> _Records shown_
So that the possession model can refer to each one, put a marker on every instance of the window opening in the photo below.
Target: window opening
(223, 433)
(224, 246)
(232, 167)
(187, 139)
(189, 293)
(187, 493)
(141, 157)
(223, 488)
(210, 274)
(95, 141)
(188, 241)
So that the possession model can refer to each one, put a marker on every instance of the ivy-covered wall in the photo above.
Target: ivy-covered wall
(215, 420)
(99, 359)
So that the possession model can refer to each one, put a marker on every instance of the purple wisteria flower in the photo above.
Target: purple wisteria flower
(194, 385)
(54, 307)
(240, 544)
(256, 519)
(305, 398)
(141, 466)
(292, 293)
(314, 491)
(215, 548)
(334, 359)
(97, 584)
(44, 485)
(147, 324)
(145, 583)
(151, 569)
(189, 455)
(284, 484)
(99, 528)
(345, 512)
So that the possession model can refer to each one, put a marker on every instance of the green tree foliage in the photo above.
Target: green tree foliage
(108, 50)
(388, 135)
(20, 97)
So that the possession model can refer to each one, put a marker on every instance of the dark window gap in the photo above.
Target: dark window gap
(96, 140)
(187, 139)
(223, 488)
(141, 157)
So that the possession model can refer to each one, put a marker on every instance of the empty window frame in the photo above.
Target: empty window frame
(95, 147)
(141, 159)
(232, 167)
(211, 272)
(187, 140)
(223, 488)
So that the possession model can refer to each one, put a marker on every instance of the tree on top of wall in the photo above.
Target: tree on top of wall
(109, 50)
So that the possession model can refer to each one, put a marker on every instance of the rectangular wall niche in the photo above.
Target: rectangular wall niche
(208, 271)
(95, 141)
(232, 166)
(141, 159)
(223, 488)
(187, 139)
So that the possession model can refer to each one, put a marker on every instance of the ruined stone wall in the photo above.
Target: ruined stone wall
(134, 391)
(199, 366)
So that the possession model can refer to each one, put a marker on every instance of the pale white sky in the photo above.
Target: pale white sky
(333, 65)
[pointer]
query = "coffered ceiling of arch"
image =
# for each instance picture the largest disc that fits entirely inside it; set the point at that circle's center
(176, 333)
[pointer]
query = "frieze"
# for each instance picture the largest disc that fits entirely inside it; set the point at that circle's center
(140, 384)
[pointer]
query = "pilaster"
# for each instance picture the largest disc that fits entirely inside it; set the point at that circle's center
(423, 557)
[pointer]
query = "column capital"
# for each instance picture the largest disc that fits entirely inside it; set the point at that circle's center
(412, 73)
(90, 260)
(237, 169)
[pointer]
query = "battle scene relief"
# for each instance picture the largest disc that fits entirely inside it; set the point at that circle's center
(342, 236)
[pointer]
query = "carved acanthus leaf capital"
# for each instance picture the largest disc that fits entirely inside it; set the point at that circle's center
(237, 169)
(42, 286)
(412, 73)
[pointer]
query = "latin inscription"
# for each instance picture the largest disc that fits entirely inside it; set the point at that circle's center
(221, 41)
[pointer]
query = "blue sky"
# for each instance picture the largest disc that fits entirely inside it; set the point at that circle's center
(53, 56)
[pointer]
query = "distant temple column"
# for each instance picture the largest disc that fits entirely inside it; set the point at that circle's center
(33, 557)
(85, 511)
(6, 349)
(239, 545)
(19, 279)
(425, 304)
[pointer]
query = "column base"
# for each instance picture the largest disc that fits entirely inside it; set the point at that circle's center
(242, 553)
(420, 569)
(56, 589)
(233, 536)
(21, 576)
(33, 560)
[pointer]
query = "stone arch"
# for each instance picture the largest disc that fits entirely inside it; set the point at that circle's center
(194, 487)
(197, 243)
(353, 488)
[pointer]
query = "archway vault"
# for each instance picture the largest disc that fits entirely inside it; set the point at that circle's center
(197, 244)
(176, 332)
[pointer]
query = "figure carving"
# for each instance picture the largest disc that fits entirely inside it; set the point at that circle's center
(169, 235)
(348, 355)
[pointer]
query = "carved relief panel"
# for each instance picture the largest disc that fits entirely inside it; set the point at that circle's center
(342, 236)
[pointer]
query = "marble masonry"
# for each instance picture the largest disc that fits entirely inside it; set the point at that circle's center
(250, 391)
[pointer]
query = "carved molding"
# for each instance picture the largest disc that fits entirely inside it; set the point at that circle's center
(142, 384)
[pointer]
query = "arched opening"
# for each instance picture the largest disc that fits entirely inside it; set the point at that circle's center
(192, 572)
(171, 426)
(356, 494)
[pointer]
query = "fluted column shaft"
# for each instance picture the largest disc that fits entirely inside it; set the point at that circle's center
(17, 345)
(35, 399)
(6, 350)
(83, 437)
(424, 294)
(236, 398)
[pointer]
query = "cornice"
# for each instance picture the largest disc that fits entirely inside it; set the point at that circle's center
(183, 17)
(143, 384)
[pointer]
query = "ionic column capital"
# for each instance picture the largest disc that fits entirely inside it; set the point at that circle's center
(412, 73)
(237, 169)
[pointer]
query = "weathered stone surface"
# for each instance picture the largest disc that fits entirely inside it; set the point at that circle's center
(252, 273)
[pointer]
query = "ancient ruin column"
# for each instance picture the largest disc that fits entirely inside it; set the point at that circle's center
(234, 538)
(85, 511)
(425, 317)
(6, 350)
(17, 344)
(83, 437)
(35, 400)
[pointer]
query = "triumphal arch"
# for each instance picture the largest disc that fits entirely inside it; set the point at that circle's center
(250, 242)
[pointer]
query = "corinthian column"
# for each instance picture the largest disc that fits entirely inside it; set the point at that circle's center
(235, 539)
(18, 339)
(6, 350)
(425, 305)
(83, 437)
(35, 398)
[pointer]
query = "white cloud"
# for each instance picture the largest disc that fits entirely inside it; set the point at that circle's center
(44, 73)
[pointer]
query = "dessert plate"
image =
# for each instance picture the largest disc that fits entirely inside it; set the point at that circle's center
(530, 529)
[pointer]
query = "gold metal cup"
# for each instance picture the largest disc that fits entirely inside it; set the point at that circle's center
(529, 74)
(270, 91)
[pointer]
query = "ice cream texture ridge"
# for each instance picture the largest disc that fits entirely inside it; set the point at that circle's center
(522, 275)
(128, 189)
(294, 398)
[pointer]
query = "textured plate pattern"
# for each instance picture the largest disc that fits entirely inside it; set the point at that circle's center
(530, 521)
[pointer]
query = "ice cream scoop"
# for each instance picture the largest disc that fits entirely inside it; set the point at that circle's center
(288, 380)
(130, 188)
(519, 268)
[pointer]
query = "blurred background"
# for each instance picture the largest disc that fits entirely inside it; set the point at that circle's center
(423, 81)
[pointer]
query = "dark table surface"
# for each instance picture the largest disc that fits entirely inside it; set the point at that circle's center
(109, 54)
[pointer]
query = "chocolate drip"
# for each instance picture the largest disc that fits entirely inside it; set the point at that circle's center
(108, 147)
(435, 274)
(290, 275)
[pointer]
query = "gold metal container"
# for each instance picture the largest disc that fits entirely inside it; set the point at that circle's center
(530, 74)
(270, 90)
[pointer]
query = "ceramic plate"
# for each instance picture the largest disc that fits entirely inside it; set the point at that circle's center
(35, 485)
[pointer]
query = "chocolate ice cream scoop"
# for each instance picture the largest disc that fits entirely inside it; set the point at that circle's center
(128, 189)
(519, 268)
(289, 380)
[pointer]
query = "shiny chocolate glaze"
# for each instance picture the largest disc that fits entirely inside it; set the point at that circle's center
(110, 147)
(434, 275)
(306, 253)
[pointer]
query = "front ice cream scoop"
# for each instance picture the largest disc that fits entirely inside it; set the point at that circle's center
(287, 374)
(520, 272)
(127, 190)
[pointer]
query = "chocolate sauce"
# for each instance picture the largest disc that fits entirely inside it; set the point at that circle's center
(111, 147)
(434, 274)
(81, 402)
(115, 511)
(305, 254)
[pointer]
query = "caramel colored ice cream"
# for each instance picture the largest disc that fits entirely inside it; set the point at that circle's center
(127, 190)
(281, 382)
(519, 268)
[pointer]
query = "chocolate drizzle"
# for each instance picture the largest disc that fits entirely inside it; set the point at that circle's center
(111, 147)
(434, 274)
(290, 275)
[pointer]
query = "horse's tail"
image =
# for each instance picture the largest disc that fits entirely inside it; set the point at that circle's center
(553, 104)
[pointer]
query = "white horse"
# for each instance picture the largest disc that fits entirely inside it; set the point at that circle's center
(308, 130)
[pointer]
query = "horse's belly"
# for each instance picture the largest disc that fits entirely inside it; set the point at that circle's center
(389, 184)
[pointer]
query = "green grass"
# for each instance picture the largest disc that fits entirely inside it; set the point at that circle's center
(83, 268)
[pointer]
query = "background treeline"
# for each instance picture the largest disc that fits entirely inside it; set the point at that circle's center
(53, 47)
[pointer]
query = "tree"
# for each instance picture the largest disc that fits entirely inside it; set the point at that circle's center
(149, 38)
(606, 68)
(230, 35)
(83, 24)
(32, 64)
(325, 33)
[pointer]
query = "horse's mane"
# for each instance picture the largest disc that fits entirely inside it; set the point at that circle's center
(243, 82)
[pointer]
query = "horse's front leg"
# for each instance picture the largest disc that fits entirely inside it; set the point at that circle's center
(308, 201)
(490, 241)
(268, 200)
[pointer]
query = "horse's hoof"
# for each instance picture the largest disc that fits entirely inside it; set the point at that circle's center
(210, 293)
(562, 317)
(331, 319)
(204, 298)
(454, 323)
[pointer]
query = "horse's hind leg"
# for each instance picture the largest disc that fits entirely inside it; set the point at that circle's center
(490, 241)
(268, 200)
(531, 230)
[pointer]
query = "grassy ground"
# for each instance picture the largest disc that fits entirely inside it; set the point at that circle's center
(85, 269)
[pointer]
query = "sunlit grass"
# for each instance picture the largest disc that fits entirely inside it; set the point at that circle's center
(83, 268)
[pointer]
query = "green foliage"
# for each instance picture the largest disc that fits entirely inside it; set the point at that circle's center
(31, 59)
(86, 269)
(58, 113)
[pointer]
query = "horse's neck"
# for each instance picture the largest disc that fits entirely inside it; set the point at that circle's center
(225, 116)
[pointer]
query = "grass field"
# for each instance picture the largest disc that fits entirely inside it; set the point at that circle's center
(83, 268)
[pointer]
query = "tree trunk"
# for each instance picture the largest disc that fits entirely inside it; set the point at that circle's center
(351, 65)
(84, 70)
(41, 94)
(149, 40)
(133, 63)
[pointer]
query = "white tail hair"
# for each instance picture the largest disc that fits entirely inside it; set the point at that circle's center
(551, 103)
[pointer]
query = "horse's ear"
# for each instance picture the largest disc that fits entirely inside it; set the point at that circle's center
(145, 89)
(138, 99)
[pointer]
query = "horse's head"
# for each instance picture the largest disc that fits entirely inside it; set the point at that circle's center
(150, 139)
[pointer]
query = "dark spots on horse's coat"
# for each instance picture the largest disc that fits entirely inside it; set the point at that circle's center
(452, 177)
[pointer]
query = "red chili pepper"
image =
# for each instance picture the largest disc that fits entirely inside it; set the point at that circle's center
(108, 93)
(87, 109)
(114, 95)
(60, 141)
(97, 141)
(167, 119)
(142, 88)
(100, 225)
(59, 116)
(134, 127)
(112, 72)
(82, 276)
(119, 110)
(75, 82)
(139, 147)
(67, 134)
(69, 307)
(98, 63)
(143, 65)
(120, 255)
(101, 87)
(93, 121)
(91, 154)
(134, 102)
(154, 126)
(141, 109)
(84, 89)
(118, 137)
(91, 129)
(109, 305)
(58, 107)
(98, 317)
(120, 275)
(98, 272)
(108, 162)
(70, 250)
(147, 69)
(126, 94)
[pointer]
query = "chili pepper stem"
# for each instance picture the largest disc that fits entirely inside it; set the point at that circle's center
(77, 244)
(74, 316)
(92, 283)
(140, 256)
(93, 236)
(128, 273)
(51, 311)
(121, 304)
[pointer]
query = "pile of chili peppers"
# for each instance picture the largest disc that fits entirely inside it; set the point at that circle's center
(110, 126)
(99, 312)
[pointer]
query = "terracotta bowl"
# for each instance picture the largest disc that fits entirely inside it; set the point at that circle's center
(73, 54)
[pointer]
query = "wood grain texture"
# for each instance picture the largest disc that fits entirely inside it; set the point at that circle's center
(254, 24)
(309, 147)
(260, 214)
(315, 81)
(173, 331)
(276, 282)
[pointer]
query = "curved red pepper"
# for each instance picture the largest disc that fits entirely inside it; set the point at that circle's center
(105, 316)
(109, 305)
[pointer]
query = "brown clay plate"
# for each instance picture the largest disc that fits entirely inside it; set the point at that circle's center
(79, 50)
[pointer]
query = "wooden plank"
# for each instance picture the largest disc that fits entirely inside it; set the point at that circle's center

> _Task details_
Extract every line of the entries above that contains the string "surface", treating uppercase and lowercase letters as distinct.

> _Task response_
query = "weathered stone surface"
query = "dark table surface"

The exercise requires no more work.